*** Listing

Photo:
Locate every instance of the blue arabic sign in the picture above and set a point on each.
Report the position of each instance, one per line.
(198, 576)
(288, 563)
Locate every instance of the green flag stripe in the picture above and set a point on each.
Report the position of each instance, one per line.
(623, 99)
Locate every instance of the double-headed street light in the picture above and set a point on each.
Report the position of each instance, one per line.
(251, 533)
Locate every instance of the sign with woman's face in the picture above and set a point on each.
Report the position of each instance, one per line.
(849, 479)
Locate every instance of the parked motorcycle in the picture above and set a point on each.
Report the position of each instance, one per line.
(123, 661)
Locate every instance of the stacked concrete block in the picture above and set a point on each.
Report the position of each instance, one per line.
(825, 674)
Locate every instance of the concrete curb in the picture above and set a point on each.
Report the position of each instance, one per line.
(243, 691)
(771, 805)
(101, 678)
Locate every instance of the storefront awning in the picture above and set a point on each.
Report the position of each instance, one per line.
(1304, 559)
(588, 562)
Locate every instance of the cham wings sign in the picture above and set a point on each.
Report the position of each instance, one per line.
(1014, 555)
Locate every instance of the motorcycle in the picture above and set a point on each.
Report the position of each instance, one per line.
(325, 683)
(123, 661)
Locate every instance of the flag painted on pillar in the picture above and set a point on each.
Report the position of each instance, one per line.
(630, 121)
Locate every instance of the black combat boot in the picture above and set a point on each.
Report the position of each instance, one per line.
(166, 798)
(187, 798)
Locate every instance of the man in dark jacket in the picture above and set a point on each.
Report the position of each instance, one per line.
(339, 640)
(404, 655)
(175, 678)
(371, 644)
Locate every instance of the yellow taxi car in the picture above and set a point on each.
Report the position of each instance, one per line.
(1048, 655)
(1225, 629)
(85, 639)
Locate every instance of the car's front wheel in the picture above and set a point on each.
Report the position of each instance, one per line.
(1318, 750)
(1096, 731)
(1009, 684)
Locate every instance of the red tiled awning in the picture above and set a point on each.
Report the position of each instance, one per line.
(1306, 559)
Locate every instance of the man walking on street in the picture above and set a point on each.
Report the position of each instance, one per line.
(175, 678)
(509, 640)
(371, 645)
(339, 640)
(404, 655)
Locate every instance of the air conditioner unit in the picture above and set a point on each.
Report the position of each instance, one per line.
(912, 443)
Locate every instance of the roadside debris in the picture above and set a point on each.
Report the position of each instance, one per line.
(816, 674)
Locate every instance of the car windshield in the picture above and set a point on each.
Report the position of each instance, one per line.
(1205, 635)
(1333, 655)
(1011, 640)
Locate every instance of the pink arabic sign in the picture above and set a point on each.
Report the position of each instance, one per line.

******

■ What you will do: Can you lay out all of the data above as a numbered list, leaving out any blank lines?

■ Response to this exercise:
1. Photo:
2. Locate every instance of the blue arabic sign in the picture above and set a point on each.
3. Report the position of each instance, one per line.
4. (198, 576)
5. (288, 563)
6. Locate every instance of the green flag stripe in the picture above and set a point on each.
7. Report the position of each instance, one per line.
8. (623, 99)
9. Locate every instance of the double-headed street light in the picture above and set a point on each.
10. Report the position of each instance, one per line.
11. (251, 533)
12. Locate every instance of the sign with woman's face in the picture above and set a point on each.
13. Report the position of each instance, one per line.
14. (849, 479)
15. Locate every instance of the parked motorcycle in the picture above and set a point on each.
16. Report the position of each instance, one per line.
17. (123, 661)
18. Locate every instance of the stacked concrete block in the picture above and set a point on each.
19. Report the position of each instance, one per line.
20. (825, 674)
21. Locate every instance of the concrete curb in the picture above and set a point on each.
22. Report the position of each instance, one per line.
23. (243, 691)
24. (771, 805)
25. (101, 678)
26. Locate every instance of the storefront awning in the picture above and set a point on each.
27. Report the position of each instance, one per line.
28. (1304, 559)
29. (588, 562)
30. Locate every instance of the cham wings sign in the picture above and set a point on each.
31. Report the position of each instance, one per line.
32. (1014, 555)
33. Locate every instance of the motorcycle in the picture above and set a point on each.
34. Report the position of each instance, one per line.
35. (325, 683)
36. (123, 661)
37. Locate every instance of the flag painted on pillar in the picture above and set a point on each.
38. Report the position of each instance, one per line.
39. (630, 121)
40. Locate every instance of the black combat boot in the picture above and set a point on each.
41. Report the position of each instance, one per line.
42. (166, 798)
43. (187, 798)
44. Locate every instance of the man in dark jacket in the picture above and set a point on each.
45. Report the position of each instance, one per line.
46. (339, 640)
47. (404, 655)
48. (175, 678)
49. (371, 644)
50. Locate every instance of the yellow taxi car in the picture above and set a point on each.
51. Report the position of each instance, one per line.
52. (1048, 655)
53. (1225, 629)
54. (85, 639)
55. Locate every instance of the car's front wheel in the picture above and set a point on each.
56. Report the position of each instance, one per line.
57. (1318, 750)
58. (1096, 731)
59. (1009, 684)
60. Locate every instance of the red tiled awning in the picture above and set a point on each.
61. Report the position of each instance, one per line.
62. (1306, 559)
63. Locate every instance of the man walking on street in the picture above and set a point on each.
64. Report the position of each instance, one per line.
65. (175, 678)
66. (509, 640)
67. (371, 645)
68. (339, 640)
69. (404, 655)
70. Locate every instance of the air conditioner unit in the picture above and set a point on each.
71. Report the position of each instance, one per line.
72. (912, 443)
73. Locate every instance of the roadside debris in the picture above and set a point on each.
74. Report the position of each instance, one per line.
75. (816, 674)
76. Locate every instance of the car windshield in the picture above and set a point on each.
77. Report the position of each instance, one per line.
78. (1205, 635)
79. (1333, 655)
80. (1011, 640)
81. Locate every instance of the pink arabic sign in the picture above and set a point on each.
82. Report the position of each instance, one per line.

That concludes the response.